→ Task statement
Without skipping anything, write out each record below exactly.

→ Listed records

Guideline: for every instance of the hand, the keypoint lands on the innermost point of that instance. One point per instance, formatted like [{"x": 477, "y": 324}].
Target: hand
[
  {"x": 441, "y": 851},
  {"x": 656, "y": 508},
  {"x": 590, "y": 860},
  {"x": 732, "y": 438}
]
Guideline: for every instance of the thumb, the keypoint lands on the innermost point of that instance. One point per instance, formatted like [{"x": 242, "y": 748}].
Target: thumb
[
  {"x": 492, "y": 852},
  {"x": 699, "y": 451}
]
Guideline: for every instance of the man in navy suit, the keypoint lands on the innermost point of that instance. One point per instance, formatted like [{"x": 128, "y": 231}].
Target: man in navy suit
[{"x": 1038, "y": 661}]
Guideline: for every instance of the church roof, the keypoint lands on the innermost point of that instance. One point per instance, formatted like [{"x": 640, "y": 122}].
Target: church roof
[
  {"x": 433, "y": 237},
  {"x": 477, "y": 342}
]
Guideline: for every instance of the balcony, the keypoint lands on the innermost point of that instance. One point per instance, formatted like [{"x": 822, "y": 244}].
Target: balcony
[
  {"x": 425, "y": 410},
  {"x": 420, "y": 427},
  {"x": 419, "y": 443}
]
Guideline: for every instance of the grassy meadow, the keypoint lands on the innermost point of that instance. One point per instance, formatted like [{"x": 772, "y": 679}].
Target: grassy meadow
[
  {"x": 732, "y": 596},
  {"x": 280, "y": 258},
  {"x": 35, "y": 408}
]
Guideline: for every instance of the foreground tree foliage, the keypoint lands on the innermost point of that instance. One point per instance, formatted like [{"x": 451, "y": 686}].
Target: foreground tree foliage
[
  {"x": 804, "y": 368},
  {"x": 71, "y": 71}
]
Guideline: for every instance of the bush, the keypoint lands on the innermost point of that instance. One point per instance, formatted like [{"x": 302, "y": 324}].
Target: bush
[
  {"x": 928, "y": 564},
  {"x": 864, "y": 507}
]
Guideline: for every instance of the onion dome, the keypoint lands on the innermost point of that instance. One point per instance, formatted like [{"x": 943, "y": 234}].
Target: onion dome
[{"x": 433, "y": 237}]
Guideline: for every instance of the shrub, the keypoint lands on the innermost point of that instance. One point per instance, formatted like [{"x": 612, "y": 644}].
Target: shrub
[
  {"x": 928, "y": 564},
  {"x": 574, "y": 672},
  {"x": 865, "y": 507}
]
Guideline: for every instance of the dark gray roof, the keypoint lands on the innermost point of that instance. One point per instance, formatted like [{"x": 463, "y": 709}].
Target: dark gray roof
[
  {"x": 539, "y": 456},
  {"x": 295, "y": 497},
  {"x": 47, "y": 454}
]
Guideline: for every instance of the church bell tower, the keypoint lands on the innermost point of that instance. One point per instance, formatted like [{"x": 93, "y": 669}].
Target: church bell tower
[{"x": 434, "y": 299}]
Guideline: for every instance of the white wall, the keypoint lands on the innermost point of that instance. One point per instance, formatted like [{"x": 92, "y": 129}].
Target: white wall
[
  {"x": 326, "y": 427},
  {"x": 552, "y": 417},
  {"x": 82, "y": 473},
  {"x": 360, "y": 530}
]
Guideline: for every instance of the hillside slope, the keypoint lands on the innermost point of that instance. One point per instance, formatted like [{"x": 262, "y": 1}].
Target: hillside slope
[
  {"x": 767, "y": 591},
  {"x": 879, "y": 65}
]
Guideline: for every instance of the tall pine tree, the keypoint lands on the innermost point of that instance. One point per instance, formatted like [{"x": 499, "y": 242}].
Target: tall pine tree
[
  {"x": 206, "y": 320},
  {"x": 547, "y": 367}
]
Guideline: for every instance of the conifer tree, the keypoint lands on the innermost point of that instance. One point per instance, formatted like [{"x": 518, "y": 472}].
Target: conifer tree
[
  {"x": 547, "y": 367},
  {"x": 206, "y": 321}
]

→ Result
Guideline: for every instance of the hand, the keypoint lands on the innermost point of that instance. One point per instance, formatted like [{"x": 477, "y": 324}].
Target: hand
[
  {"x": 441, "y": 851},
  {"x": 656, "y": 508},
  {"x": 590, "y": 860},
  {"x": 732, "y": 438}
]
Guideline: for every instance of the thumb, the keypoint lands on the innermost point of that instance. One point per instance, formatted like [{"x": 242, "y": 748}].
Target: thumb
[
  {"x": 492, "y": 852},
  {"x": 699, "y": 451}
]
Guideline: for every instance of the man in navy suit, the keypoint lands on the innermost point of that instance. One point per instance, formatted like [{"x": 128, "y": 231}].
Target: man in navy suit
[{"x": 1038, "y": 661}]
Guideline: for every instance of the church roof, the keypoint lands on the innermost point of that instance. One point per instance, formatted like [{"x": 640, "y": 122}].
Target: church roof
[
  {"x": 433, "y": 237},
  {"x": 477, "y": 342}
]
Guideline: for every instance of the balcony, the keypoint lands on the innermost point of that instance. One point per instance, formatted like [{"x": 822, "y": 244}].
Target: balcony
[
  {"x": 425, "y": 410},
  {"x": 420, "y": 427},
  {"x": 419, "y": 443}
]
Guideline: for every instance of the grassy meadow, the keypoint lands on the innermost point of that instance. One point per instance, formatted like [{"x": 772, "y": 679}].
Target: grassy meadow
[
  {"x": 732, "y": 596},
  {"x": 280, "y": 258},
  {"x": 35, "y": 408}
]
Guideline: for every instance of the foreground tree foliage, the keypoint lands on the innermost point of that instance. One point per instance, formatted like [{"x": 451, "y": 686}].
Target: foreground tree foliage
[
  {"x": 804, "y": 368},
  {"x": 71, "y": 71}
]
Guideline: for every instance of the bush, the keypoint lands on the innermost point of that instance. One point per instance, formatted like [{"x": 302, "y": 324}].
Target: bush
[
  {"x": 928, "y": 564},
  {"x": 864, "y": 507}
]
Guideline: for every instance of the onion dome, the keypoint lands on the innermost point of that instance. One point per instance, formatted like [{"x": 943, "y": 234}].
Target: onion dome
[{"x": 433, "y": 237}]
Guideline: for every instance of the shrub, the keypoint lands on the innermost point of that instance. One point per instance, formatted like [{"x": 612, "y": 644}].
Target: shrub
[
  {"x": 928, "y": 564},
  {"x": 574, "y": 672},
  {"x": 865, "y": 507}
]
Guideline: for every instance of the dark gray roof, the keypoint lands on the innermost point of that instance. One point per instance, formatted like [{"x": 463, "y": 709}].
Target: dark gray roof
[
  {"x": 539, "y": 456},
  {"x": 295, "y": 497},
  {"x": 47, "y": 454}
]
Guideline: for every instance of the church bell tower, the keypoint lands on the innermost point of that instance. One point per instance, formatted like [{"x": 93, "y": 669}].
Target: church bell tower
[{"x": 434, "y": 299}]
Guideline: for every instance of the white wall, the keypoint lands on the innermost point of that instance. One point per instance, formatted like [{"x": 92, "y": 129}].
Target: white wall
[
  {"x": 326, "y": 427},
  {"x": 552, "y": 417},
  {"x": 82, "y": 473},
  {"x": 360, "y": 530}
]
Guideline: for every instance of the hillside slope, the keypoint lands on the innermost point of that instance. One point per instance, formatted like [{"x": 262, "y": 1}].
Target: hillside slope
[
  {"x": 767, "y": 591},
  {"x": 879, "y": 65}
]
Guideline: for every instance of the tall pine tree, the keypoint lands on the innermost point of that instance. One point per instance, formatted like [{"x": 499, "y": 242}].
Target: tall pine tree
[
  {"x": 206, "y": 320},
  {"x": 547, "y": 367}
]
Guideline: for every instance of the conifer tree, the keypoint lands on the innermost point of that instance. One point per instance, formatted like [{"x": 518, "y": 472}].
Target: conifer tree
[
  {"x": 547, "y": 367},
  {"x": 206, "y": 321}
]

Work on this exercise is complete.